:: SELECTION

I could take a few more minutes to use something that makes me not have to worry about CSV edge cases, or I could just recognize that those cases don't apply to me, throw together an awk line in 20 seconds, and get to the pub early and get a pint or two down before my buds show up.

Who cares about what is better on paper? I have a life to live.

berntb · on Aug 28, 2011

Personally, unless I knew the data, I'd have problems enjoying that pint without worrying about data fields containing e.g. ",":s which my naive script would fail on...

burgerbrain · on Aug 28, 2011

In my experience, files have mixed formats far less often than you might suspect. Generally they were kicked out by another script some other bored bloke who just wants to get home wrote himself. If I don't get the results I'm expecting then I'll investigate but the time I save myself by assuming things will work more than offsets that.

Usually the issues I find are things that invalidate the entire file, and indicate a problem further up the stream. In those cases I'm actually glad my script was not robust.

berntb · on Aug 30, 2011

Sorry for coming in late, but... that argument can motivate the use of simpler tools (here, awk instead of perl) in any situation. :-)

(I didn't mention "mixed formats", I mentioned the specific problems of e.g. ",":s (and possibly '"':s) in CSV. You will find such characters even in e.g. names, especially if entered by hand/ocr.)

brendano · on Aug 28, 2011

Alternative: first pipe through a CSV to strict TSV converter, such that "awk -F'\t'" is correct. I do this all the time, because awk is far superior to standalone perl/python scripts for quick queries, tests, and reporting.

(My converter script: https://github.com/brendano/tsvutils/blob/master/csv2tsv )

veyron · on Aug 27, 2011

!x[$1]++

Use that at least 10 times a day

Also, Larry Wall (perl) said "I still say awk '{print $1}' a lot."

burgerbrain · on Aug 28, 2011

Don't forget about `cut -f1` though!

Of course anything more complex than that, but not requiring the complexity of Perl/Ruby is generally best still done with Awk. In my world, that is a lot.

a3_nm · on Aug 28, 2011

cut -f1 and awk '{print $1}' are not equivalent, though: awk does not count empty fields. To be precise:

    pi:~$ echo 'foo  bar' | cut -d ' ' -f 2

    pi:~$ echo 'foo  bar' | awk '{print $2}'
    bar

jsrn · on Aug 28, 2011

Just for the interested reader: when the first command line is changed into

    pi:~$ echo 'foo  bar' | tr -s ' ' | cut -d ' ' -f 2

it also outputs 'bar'. The -s (for "squeeze") option of tr turns every sequence of the specified character (space in this case) into one instance of this character.

Of course, the awk solution is more succint and elegant in this case - I just think that tr -s / cut -d is handy to know from time to time, too.

a3_nm · on Aug 28, 2011

The interested reader should not assume hastily, however, that tr -s is enough to make cut behave exactly like awk. Hint: leading spaces.

::::

§ **SET TASK A**
In the awk thread, take the part that opens with the words containing "Usually the issues" and closes with "was not robust.", and change "robust" to "forgiving" in it.
§ **SET TASK B**
According to the awk thread, what does the -s option of tr do?
The data after this point comes from a separate source and is unrelated to the awk thread.

:: ITEMS

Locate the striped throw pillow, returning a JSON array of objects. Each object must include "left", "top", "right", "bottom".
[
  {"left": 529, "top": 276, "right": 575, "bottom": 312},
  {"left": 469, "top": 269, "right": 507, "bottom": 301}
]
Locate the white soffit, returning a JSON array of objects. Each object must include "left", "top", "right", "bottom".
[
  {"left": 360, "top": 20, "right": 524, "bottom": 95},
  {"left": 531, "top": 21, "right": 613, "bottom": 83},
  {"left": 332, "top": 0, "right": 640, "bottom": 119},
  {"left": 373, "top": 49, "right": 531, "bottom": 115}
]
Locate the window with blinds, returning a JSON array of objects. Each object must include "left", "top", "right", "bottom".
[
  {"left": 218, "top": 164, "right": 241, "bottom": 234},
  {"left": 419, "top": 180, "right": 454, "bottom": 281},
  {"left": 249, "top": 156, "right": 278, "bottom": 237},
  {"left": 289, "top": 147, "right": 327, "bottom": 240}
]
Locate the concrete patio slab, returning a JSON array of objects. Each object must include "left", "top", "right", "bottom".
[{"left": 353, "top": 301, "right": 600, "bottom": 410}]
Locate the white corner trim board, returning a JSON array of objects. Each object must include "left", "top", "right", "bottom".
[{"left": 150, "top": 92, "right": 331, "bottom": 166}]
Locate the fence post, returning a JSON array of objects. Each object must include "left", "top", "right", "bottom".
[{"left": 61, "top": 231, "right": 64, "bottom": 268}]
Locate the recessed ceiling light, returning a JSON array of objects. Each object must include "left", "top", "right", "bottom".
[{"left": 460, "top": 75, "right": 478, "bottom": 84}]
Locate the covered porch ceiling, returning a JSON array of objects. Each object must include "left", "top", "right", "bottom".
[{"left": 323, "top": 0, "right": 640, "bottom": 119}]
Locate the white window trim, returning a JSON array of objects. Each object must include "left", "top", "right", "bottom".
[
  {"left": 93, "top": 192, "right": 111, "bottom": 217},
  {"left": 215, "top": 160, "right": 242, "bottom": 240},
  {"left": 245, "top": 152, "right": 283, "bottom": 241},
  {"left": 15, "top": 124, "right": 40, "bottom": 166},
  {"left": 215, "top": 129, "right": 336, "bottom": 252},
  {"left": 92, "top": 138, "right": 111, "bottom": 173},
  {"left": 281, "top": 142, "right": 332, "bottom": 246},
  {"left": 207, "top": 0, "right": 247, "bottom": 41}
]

::::

§ **REPLY A**
Usually the issues I find are things that invalidate the entire file, and indicate a problem further up the stream. In those cases I'm actually glad my script was not forgiving.

§ **REPLY B**
It turns every sequence of the specified character into one instance of that character.